**Source document**
—————
Upon returning from my recent trip through the American Midwest, I’ve been reminded about how controversial architecture can be. Although few non-architects could tell you much about who the most famous architects are or what style a given building portrays, everybody has an opinion about which buildings are good or bad for their community. One often thinks that the construction of brand new buildings, whether they are new offices, residences, or civic landmarks is a sign of optimism and hope in the future. To outsiders, major construction projects are signs that a city is economically or at least fiscally healthy. From the point of view of poor inhabitants who have long struggled in communities offering few opportunities, the sight of construction cranes and scaffolding must buoy their spirits to witness something that is nothing but good.
—————
**Records provided**
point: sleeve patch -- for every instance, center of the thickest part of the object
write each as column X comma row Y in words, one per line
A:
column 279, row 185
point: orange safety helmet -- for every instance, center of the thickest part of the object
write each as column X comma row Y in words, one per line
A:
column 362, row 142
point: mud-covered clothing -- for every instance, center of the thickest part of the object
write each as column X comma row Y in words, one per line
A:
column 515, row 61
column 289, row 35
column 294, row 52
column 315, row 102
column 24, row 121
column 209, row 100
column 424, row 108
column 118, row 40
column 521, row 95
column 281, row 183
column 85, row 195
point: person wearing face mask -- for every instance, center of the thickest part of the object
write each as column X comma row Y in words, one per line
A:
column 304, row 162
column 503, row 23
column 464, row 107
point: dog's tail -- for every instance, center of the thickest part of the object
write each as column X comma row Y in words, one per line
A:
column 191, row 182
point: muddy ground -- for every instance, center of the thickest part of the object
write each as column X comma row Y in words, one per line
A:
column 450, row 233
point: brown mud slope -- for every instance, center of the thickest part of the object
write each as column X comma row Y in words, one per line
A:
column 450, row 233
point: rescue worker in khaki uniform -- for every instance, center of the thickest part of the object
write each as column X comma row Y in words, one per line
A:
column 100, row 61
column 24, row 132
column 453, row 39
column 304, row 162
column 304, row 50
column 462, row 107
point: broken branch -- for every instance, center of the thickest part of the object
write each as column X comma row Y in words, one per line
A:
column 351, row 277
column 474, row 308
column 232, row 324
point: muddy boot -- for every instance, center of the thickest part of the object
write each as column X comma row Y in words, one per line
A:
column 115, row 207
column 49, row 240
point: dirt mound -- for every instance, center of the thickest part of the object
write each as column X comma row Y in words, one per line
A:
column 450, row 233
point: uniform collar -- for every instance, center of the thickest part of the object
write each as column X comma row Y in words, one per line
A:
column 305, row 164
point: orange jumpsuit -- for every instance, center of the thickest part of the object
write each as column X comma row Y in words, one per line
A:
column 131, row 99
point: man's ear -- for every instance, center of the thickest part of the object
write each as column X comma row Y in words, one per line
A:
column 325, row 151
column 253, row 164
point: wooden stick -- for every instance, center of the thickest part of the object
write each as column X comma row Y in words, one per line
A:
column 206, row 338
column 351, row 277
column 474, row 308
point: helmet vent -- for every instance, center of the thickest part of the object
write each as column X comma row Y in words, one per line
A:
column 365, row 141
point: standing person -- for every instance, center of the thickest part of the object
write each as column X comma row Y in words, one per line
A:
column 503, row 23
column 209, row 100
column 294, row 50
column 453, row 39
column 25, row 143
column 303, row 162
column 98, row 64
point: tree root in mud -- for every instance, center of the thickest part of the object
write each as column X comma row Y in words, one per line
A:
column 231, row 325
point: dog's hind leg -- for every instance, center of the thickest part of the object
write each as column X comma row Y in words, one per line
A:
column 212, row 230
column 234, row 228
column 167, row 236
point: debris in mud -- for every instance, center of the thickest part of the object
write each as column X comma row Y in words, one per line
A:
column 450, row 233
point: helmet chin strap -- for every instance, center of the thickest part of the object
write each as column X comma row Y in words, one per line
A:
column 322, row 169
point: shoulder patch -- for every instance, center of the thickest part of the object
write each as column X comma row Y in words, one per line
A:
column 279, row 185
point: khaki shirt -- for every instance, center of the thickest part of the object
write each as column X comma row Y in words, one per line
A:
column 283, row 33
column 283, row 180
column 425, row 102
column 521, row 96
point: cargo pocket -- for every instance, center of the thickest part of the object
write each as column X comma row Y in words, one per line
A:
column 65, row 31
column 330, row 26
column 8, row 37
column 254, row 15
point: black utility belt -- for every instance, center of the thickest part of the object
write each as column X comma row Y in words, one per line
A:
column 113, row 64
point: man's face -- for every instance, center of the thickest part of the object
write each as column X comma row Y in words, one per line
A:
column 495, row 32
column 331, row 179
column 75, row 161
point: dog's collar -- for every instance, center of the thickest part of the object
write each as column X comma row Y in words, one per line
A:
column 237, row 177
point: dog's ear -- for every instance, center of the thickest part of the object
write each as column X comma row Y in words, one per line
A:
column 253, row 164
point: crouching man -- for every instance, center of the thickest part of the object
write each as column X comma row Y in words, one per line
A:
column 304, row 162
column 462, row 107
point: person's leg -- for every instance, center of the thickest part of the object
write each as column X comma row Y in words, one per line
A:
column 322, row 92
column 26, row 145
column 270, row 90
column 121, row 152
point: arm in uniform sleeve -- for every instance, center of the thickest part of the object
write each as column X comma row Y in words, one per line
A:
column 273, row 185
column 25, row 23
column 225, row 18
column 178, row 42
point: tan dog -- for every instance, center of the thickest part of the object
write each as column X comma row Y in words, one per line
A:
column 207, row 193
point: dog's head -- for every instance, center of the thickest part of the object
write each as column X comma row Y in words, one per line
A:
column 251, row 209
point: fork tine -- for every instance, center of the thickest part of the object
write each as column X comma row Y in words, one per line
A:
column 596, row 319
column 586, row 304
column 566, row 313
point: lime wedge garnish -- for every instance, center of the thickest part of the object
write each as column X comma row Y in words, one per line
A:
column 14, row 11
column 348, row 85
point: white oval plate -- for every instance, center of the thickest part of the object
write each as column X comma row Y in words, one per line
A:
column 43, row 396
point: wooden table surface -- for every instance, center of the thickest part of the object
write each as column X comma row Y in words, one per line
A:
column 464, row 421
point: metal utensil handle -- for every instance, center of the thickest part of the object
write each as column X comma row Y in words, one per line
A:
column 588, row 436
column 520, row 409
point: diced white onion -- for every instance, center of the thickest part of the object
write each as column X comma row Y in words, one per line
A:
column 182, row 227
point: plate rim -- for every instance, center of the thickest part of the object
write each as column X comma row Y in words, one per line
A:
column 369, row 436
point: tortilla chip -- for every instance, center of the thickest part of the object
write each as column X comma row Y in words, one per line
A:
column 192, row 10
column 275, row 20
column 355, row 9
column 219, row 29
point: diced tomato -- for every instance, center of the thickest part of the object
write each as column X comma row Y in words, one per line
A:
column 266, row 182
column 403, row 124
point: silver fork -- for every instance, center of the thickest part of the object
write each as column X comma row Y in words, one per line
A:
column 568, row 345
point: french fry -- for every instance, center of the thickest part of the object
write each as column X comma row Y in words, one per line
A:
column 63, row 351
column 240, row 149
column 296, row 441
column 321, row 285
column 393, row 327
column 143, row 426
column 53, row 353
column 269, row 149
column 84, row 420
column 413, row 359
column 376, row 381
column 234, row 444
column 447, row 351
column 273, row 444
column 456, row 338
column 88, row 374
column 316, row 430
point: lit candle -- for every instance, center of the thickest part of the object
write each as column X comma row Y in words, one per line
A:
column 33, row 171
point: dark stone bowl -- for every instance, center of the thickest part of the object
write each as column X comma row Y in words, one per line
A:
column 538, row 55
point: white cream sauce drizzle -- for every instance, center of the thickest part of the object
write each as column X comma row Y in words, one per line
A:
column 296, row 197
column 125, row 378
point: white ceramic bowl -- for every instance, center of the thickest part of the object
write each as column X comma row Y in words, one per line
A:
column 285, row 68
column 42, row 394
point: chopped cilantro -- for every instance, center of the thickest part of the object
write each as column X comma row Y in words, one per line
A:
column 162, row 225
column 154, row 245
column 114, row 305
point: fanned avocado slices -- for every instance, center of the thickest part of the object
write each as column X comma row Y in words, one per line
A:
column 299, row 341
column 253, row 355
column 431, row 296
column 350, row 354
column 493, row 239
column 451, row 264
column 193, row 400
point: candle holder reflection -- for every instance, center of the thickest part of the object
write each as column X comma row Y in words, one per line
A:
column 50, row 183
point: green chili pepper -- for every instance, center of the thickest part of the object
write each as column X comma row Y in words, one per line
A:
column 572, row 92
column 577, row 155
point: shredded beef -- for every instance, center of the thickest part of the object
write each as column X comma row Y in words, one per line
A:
—————
**What is asked**
[a] Answer these questions from the architecture passage:
(i) What region did the writer recently travel through?
(ii) What do major construction projects signal to outsiders?
(iii) Which three kinds of new buildings are named as examples?
[b] Revise the part of the architecture passage that opens with "Upon returning from" and closes with "nothing but good.", putting "confidence" in place of "optimism".

**Solution list**
[a]
(i) The American Midwest.
(ii) That a city is economically or at least fiscally healthy.
(iii) Offices, residences, and civic landmarks.

[b]
Upon returning from my recent trip through the American Midwest, I’ve been reminded about how controversial architecture can be. Although few non-architects could tell you much about who the most famous architects are or what style a given building portrays, everybody has an opinion about which buildings are good or bad for their community. One often thinks that the construction of brand new buildings, whether they are new offices, residences, or civic landmarks is a sign of confidence and hope in the future. To outsiders, major construction projects are signs that a city is economically or at least fiscally healthy. From the point of view of poor inhabitants who have long struggled in communities offering few opportunities, the sight of construction cranes and scaffolding must buoy their spirits to witness something that is nothing but good.